═════ RECORDS SHOWN

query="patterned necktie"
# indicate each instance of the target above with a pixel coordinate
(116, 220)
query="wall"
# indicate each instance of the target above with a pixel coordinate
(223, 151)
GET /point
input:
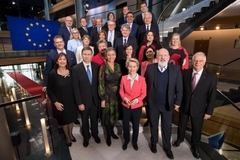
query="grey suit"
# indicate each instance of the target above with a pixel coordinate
(174, 96)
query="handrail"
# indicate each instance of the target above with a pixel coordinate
(160, 16)
(214, 63)
(20, 100)
(231, 102)
(231, 62)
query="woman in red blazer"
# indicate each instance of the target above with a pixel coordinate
(132, 92)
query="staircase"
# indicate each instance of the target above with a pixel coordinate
(191, 18)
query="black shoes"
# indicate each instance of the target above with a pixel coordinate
(97, 139)
(109, 141)
(74, 139)
(135, 146)
(169, 154)
(177, 143)
(69, 144)
(146, 123)
(195, 152)
(124, 147)
(153, 148)
(85, 143)
(114, 136)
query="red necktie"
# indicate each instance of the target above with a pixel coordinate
(193, 84)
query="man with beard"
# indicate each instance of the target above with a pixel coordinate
(99, 58)
(164, 88)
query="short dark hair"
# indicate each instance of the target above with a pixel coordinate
(56, 66)
(87, 49)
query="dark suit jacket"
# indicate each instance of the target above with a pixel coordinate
(65, 34)
(202, 100)
(174, 85)
(83, 32)
(118, 45)
(138, 19)
(142, 30)
(84, 92)
(134, 30)
(50, 63)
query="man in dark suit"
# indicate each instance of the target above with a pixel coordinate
(93, 22)
(83, 29)
(133, 26)
(65, 31)
(112, 33)
(123, 19)
(148, 25)
(85, 88)
(94, 31)
(59, 44)
(120, 42)
(164, 88)
(199, 94)
(140, 18)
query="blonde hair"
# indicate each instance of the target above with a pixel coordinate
(75, 30)
(175, 34)
(132, 60)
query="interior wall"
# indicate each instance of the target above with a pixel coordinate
(221, 46)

══════════

** EXERCISE DESCRIPTION **
List every line in the listing above that contains the string "suit".

** SOLUTION FOR THIS TASK **
query="grey suit"
query="dark suit jacket"
query="man in dark suit"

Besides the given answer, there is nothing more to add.